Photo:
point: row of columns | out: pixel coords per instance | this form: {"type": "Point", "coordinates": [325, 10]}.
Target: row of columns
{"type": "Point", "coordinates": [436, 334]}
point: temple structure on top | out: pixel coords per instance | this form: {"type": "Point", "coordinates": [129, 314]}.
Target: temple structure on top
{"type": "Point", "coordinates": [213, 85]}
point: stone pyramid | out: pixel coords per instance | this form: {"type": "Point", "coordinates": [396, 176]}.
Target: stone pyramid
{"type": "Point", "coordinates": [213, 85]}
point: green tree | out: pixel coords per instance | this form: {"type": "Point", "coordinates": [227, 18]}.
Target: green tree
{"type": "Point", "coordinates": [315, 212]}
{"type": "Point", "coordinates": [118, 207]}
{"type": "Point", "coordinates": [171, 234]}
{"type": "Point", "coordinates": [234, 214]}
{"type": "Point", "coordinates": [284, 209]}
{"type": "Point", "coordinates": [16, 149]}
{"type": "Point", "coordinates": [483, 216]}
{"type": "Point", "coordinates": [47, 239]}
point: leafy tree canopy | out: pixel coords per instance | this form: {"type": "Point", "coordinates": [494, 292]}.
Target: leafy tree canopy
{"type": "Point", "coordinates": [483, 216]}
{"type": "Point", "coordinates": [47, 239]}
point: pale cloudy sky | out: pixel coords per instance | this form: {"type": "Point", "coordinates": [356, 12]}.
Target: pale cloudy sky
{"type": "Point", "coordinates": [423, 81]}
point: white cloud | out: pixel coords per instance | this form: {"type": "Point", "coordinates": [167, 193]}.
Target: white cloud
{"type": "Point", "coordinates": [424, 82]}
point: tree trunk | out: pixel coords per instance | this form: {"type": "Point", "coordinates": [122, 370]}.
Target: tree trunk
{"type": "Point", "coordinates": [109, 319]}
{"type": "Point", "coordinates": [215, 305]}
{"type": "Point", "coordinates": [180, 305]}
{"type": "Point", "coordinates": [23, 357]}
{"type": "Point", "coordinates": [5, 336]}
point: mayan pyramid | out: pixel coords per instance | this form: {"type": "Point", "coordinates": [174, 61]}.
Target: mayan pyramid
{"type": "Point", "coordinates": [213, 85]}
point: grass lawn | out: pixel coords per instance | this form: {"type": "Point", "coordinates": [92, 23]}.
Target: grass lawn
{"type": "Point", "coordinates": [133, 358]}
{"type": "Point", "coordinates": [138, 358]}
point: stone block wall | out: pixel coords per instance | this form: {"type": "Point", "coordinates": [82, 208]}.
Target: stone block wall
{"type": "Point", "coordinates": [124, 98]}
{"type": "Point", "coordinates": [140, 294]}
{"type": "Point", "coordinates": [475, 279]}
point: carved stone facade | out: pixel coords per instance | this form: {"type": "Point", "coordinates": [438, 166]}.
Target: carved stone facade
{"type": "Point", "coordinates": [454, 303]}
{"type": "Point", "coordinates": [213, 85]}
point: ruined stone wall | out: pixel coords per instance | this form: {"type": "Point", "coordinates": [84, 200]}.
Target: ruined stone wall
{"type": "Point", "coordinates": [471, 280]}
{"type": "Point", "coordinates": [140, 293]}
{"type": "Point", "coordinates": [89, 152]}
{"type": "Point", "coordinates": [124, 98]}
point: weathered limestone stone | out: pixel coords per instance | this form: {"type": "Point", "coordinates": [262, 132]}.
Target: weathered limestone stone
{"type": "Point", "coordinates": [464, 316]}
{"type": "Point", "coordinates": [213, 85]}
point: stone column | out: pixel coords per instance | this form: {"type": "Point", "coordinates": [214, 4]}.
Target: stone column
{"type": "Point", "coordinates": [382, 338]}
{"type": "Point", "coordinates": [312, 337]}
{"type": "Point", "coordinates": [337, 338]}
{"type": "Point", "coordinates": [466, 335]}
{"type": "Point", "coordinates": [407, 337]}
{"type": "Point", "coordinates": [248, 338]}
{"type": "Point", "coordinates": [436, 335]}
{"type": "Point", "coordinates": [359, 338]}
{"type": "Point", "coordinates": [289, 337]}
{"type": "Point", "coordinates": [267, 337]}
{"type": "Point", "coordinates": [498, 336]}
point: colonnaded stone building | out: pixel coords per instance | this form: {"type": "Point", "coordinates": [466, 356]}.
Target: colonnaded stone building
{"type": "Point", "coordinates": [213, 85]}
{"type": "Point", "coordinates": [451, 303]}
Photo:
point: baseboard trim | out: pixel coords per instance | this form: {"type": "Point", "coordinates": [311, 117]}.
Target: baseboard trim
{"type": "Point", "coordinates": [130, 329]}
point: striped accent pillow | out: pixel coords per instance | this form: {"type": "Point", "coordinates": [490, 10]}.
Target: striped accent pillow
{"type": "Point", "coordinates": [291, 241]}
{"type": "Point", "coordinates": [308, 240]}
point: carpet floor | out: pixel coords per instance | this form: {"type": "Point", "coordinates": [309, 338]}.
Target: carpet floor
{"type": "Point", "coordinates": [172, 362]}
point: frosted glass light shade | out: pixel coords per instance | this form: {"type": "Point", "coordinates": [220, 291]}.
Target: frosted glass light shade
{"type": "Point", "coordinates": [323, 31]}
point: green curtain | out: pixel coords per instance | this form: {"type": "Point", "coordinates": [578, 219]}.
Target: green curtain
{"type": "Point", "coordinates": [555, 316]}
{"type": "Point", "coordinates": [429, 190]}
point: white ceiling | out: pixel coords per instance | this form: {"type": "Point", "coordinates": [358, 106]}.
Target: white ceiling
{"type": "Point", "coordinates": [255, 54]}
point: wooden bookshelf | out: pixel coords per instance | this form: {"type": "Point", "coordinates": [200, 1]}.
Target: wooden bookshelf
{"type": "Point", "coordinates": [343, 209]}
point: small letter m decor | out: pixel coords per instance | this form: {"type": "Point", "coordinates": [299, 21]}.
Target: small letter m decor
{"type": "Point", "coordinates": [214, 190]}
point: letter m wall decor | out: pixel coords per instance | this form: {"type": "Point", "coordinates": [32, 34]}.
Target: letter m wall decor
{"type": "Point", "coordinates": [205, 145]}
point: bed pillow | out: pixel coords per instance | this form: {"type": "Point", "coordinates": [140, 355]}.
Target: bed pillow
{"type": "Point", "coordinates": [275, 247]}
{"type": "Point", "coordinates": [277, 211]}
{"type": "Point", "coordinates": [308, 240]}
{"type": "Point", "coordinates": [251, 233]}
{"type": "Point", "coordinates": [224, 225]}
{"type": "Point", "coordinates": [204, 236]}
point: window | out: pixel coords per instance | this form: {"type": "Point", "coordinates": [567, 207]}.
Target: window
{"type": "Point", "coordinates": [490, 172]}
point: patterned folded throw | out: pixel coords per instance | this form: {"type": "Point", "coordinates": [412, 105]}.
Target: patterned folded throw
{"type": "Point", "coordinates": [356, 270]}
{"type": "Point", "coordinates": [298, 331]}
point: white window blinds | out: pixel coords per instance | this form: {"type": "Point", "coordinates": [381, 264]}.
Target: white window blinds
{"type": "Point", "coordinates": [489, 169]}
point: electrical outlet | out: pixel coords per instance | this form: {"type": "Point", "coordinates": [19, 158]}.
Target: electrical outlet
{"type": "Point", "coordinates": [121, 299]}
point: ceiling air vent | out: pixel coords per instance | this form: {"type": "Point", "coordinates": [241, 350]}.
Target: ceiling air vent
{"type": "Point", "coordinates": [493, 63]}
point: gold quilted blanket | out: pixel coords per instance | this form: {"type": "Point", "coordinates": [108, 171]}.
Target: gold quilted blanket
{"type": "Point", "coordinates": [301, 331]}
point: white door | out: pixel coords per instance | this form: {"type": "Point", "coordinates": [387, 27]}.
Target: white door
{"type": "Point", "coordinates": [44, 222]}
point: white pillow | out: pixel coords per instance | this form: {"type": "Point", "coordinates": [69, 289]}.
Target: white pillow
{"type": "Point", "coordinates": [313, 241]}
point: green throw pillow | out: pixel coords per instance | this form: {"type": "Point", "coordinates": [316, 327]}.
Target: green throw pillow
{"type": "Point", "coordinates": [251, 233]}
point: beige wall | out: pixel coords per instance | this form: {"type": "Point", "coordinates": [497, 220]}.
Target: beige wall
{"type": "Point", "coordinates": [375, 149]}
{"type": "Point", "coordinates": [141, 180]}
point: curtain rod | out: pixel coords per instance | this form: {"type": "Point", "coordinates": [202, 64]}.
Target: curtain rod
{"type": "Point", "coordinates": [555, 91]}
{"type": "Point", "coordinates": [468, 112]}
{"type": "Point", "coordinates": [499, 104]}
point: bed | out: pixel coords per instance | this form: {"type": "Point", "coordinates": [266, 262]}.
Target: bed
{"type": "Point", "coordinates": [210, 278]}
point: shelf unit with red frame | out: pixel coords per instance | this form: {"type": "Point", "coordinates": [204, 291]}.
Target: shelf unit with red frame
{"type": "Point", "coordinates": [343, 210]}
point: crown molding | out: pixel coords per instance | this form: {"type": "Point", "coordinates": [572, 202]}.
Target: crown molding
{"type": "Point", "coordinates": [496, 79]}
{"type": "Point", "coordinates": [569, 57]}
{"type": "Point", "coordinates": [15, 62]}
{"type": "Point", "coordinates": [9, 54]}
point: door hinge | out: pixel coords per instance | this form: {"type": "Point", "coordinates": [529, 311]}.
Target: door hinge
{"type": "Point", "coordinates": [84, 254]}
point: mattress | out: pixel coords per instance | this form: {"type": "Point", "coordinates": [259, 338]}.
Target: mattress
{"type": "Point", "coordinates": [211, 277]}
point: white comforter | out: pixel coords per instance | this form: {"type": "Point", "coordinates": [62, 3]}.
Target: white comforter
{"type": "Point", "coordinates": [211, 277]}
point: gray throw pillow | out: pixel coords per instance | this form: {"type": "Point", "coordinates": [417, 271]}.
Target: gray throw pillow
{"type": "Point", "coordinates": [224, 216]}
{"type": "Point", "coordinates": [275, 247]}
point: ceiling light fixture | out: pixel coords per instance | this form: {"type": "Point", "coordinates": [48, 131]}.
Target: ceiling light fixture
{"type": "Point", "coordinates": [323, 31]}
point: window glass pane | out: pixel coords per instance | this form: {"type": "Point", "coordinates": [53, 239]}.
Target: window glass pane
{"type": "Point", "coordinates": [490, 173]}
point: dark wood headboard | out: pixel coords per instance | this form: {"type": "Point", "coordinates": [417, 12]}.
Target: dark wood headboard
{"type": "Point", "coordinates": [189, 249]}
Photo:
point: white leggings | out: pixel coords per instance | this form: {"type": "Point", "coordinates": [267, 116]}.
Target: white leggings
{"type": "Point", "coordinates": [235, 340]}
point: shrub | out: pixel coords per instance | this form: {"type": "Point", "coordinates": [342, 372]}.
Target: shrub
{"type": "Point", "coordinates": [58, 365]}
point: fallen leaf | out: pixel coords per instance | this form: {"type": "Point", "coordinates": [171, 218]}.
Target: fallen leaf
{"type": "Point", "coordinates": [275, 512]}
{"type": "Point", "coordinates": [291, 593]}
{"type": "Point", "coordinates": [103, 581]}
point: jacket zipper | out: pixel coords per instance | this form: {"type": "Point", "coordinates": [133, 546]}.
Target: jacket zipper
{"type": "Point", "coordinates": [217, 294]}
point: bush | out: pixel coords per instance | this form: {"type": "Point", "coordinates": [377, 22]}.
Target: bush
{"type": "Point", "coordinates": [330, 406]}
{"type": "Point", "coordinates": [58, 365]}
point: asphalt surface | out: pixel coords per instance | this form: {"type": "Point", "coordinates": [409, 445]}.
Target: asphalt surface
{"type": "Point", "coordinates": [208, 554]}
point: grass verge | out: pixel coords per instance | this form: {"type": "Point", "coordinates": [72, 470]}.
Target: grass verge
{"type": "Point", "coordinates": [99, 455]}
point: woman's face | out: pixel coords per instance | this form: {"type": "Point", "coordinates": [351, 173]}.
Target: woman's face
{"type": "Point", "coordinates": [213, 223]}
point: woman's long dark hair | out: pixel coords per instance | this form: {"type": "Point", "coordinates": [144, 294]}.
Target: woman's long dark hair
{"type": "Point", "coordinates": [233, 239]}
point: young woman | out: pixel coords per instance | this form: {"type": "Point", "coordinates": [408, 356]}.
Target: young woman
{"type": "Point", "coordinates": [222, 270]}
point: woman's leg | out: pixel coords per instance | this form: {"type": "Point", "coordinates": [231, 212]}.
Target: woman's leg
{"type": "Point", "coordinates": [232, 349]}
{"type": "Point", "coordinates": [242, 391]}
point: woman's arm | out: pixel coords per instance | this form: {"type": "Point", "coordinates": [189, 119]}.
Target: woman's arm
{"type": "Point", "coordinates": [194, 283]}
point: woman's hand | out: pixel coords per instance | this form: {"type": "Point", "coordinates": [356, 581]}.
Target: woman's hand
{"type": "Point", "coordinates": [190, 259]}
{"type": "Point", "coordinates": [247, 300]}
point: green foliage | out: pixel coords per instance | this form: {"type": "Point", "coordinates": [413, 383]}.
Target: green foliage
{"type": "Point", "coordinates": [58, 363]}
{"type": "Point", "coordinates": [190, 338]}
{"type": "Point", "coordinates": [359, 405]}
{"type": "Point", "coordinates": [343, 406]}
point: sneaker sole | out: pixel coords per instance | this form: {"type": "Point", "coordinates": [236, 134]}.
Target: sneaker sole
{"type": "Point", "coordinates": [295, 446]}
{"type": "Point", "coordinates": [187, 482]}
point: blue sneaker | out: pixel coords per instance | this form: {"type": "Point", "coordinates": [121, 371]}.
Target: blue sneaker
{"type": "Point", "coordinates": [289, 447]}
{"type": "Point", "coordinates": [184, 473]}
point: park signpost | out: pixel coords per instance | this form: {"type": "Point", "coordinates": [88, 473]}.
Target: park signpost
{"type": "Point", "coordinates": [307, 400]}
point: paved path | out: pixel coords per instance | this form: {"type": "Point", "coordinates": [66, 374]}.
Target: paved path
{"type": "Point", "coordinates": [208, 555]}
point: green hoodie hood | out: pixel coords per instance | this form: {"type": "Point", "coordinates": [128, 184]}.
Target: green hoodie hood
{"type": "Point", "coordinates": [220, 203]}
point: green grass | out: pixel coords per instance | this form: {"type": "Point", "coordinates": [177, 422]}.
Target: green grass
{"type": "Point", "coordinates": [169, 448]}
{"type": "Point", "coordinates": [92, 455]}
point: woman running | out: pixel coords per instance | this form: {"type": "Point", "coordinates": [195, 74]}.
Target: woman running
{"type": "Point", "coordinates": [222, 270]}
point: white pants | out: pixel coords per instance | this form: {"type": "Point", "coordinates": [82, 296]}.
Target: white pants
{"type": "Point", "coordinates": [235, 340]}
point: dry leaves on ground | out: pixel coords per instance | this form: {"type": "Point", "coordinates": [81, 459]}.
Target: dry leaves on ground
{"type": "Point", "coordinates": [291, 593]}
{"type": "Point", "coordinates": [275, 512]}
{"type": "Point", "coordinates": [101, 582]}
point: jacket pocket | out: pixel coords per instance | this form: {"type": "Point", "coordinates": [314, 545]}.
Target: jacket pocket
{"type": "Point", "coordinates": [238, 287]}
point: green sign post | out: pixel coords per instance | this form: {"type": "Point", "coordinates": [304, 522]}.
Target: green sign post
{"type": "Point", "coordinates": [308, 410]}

• [EXERCISE DESCRIPTION]: Everything from the line containing "point: paved path" to the end of the data above should be quoted exactly, please, both ends included, and nothing outside that span.

• [SOLVED EXERCISE]:
point: paved path | out: pixel coords per instance | this form: {"type": "Point", "coordinates": [66, 374]}.
Target: paved path
{"type": "Point", "coordinates": [208, 555]}
point: green hoodie hood | out: pixel coords per instance | this form: {"type": "Point", "coordinates": [128, 184]}.
Target: green hoodie hood
{"type": "Point", "coordinates": [220, 203]}
point: green grass | out: pixel coords per instance | this form: {"type": "Point", "coordinates": [177, 422]}.
Target: green grass
{"type": "Point", "coordinates": [169, 448]}
{"type": "Point", "coordinates": [92, 455]}
point: woman running | out: pixel coords per instance | this form: {"type": "Point", "coordinates": [195, 74]}.
Target: woman running
{"type": "Point", "coordinates": [222, 270]}
point: white pants | out: pixel coords per instance | this form: {"type": "Point", "coordinates": [82, 296]}.
Target: white pants
{"type": "Point", "coordinates": [235, 340]}
point: dry leaves on ground | out: pixel coords per instance | this form: {"type": "Point", "coordinates": [81, 459]}.
Target: dry leaves on ground
{"type": "Point", "coordinates": [291, 593]}
{"type": "Point", "coordinates": [275, 512]}
{"type": "Point", "coordinates": [101, 582]}
point: jacket pocket | out: pixel coords per instance | this form: {"type": "Point", "coordinates": [314, 545]}.
Target: jacket pocket
{"type": "Point", "coordinates": [238, 287]}
point: green sign post | out: pixel coords per instance | this form: {"type": "Point", "coordinates": [304, 522]}.
Target: green sign post
{"type": "Point", "coordinates": [308, 410]}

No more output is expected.